(Selection)
= = = =

By HEATHER SCOFFIELD AND TAVIA GRANT

Thursday, October 20, 2005 Posted at 1:10 PM EDT

Globe and Mail Update

The Bank of Canada has slashed its Canadian growth forecast for next year to 2.9 per cent from 3.3 per cent, partly because lacklustre productivity has taken a bite out of the country's economic potential.

In a newly negative tone, the monetary policy report also warned of the growing chance of “an abrupt and disorderly adjustment” to global imbalances of supply and demand — an adjustment that would cut demand for Canadian goods.

The bank pointed to slow productivity growth, the strong Canadian dollar, high energy prices and competition from Asia as the reasons behind the lower forecast. The Bank of Canada said growth should pick up to 3 per cent by 2007.

The bank reiterated that the economy is growing as fast as it can without over-heating right now, and interest rates will likely have to climb somewhat to keep inflation at bay. The central bank raised its key lending rate on Tuesday for the second time in as many months.

Rates won't rise indefinitely however, economists said.

“The bank's downgrading of growth in 2006, and its concerns that the risks stemming from global imbalances in 2007 and beyond are to the downside, might otherwise suggest that the bank will not be willing to push rates anywhere beyond what it believes is to be a neutral level,” said Carl Gomez, an economist at TD Securities Inc. in a note.

While the risks to the short-term forecasts are balanced, the bank report was laden with warnings that the long-term future is fraught with risks.

“Looking to 2007 and beyond, there are risks related to the manner in which global imbalances will be unwound,” the bank said, adding that the longer they persist without policy action, the higher the risk of global demand buckling.

A principal risk is that if low household and government savings rates in the U.S. begin to rise, suggesting consumers are spending less, and domestic demand in other countries doesn't increase to offset that, then Canadian exporters will begin to feel the pinch.

Moreover, high oil prices are tilting current account surpluses towards oil-exporting countries, which may further dampen global demand, the bank said.

“U.S. consumers and governments need to spend less and save more, and policy action needs to be taken elsewhere to encourage stronger domestic demand,” the report said.

= = = =

(Dataset entries)
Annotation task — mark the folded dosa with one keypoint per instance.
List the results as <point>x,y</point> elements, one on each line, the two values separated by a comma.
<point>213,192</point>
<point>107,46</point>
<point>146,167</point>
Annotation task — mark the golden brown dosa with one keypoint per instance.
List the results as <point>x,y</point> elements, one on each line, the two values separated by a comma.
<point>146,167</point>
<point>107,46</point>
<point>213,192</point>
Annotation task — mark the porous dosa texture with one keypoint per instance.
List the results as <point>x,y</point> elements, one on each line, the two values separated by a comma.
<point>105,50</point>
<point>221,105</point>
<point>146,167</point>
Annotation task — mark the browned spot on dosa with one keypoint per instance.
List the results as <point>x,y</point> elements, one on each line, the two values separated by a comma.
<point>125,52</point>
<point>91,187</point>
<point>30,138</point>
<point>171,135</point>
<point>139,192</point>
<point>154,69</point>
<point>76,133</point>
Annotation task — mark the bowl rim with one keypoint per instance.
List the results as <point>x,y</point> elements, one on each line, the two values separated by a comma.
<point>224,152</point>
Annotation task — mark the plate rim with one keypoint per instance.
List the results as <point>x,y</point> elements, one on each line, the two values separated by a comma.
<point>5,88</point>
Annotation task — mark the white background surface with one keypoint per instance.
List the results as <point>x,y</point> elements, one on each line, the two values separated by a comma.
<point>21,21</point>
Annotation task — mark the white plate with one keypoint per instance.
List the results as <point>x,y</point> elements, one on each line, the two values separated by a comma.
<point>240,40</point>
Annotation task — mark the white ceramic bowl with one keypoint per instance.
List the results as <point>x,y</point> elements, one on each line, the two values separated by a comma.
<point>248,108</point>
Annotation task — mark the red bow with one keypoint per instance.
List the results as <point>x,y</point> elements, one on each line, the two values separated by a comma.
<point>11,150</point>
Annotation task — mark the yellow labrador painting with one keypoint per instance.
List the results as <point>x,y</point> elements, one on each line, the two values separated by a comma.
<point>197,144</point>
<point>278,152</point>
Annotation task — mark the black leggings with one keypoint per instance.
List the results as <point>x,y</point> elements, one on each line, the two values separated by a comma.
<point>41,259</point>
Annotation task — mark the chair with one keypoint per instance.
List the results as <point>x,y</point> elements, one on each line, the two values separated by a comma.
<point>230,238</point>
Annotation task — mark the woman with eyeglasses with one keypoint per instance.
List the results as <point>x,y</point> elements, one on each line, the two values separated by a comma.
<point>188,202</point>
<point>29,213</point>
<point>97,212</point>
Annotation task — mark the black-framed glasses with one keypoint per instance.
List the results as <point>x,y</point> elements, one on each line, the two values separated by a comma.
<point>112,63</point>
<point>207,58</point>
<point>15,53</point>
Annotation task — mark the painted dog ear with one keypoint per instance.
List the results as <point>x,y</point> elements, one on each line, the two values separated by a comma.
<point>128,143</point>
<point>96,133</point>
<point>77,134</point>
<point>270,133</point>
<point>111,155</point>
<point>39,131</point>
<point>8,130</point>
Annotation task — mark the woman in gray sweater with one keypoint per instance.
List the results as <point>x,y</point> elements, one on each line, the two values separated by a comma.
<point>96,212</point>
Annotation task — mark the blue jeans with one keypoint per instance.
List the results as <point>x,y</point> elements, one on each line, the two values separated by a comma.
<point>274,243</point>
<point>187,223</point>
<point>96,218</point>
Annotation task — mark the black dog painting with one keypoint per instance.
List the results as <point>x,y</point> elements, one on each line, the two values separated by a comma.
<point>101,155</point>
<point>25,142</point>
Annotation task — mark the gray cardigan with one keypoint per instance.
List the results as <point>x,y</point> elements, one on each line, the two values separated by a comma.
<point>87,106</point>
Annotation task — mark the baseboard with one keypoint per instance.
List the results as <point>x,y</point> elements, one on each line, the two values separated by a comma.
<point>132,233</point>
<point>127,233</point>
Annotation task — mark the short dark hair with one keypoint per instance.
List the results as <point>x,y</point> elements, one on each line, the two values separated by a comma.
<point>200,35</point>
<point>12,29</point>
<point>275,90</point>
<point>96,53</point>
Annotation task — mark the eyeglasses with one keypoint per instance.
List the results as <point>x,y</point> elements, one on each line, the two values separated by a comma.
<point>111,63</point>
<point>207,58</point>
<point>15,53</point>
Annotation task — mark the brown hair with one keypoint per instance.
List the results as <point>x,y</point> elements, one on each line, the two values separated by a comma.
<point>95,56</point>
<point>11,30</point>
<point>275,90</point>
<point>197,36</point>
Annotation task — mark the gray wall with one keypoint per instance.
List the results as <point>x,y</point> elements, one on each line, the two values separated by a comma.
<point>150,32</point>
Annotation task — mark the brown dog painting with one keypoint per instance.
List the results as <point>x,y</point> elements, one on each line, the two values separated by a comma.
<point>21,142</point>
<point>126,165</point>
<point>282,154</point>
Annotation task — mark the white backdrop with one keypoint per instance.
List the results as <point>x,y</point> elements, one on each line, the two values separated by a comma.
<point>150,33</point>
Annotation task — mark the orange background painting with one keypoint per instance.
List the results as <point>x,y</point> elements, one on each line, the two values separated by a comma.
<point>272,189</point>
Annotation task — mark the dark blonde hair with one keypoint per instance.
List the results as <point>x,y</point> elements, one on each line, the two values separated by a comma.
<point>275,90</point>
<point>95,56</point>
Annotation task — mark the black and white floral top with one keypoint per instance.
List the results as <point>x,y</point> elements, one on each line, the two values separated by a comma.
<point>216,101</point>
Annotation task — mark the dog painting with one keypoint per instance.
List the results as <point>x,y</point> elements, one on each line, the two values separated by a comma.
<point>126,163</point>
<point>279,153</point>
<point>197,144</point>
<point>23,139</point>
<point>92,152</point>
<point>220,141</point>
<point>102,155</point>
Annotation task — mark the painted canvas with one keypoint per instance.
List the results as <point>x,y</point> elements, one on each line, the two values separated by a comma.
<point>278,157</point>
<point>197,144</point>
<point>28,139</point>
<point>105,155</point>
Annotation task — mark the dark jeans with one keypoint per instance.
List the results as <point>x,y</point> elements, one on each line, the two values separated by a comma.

= = = =

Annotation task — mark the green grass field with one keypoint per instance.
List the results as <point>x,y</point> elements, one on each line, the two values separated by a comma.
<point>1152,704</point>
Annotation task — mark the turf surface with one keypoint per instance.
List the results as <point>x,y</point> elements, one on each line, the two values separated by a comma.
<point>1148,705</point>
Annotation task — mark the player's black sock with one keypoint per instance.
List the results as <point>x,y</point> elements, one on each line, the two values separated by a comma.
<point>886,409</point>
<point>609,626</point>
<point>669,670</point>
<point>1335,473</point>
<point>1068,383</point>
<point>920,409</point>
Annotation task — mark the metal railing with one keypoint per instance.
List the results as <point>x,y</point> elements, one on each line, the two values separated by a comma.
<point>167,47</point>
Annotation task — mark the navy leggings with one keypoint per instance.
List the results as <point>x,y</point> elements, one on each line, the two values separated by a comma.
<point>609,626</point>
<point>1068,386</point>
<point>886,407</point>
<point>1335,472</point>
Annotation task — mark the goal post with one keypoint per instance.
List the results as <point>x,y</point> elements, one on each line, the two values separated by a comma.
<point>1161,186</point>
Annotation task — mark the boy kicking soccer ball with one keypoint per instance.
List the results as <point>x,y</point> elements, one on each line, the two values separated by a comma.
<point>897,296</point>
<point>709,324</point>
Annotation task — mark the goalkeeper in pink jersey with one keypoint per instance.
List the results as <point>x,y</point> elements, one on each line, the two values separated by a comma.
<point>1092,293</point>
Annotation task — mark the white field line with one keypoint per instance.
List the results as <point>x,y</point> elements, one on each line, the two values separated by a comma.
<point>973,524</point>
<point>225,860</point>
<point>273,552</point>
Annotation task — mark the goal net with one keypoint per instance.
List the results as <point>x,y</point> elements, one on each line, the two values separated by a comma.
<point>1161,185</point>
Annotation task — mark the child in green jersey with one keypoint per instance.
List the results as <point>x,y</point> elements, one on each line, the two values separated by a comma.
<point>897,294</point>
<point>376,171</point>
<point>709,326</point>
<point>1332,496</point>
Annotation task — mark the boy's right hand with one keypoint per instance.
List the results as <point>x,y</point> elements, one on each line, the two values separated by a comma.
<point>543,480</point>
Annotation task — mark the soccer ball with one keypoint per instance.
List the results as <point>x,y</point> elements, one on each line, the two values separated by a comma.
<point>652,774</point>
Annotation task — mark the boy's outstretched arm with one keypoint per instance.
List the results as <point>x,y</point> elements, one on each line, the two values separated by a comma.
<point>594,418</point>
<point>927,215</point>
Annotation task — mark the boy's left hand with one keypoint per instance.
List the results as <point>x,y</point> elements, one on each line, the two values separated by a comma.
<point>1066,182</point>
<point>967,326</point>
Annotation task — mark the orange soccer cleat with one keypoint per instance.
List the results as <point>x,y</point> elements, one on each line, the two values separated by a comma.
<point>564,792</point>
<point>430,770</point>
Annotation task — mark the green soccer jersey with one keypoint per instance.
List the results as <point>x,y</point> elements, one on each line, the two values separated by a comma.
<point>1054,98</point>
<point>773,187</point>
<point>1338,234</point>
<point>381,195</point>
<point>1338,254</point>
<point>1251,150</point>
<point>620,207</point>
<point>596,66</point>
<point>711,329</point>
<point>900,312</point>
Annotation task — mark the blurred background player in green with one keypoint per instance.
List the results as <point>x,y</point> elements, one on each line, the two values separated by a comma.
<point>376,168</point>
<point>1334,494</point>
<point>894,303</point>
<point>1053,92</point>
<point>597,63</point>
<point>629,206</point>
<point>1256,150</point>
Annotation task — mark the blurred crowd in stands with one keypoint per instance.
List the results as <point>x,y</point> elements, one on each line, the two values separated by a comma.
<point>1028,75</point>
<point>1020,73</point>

= = = =

(What is needed)
Copy everything from "The bank reiterated" down to "Inc. in a note." in the article above on the Bank of Canada's growth forecast.

(The answer)
The bank reiterated that the economy is growing as fast as it can without over-heating right now, and interest rates will likely have to climb somewhat to keep inflation at bay. The central bank raised its key lending rate on Tuesday for the second time in as many months.

Rates won't rise indefinitely however, economists said.

“The bank's downgrading of growth in 2006, and its concerns that the risks stemming from global imbalances in 2007 and beyond are to the downside, might otherwise suggest that the bank will not be willing to push rates anywhere beyond what it believes is to be a neutral level,” said Carl Gomez, an economist at TD Securities Inc. in a note.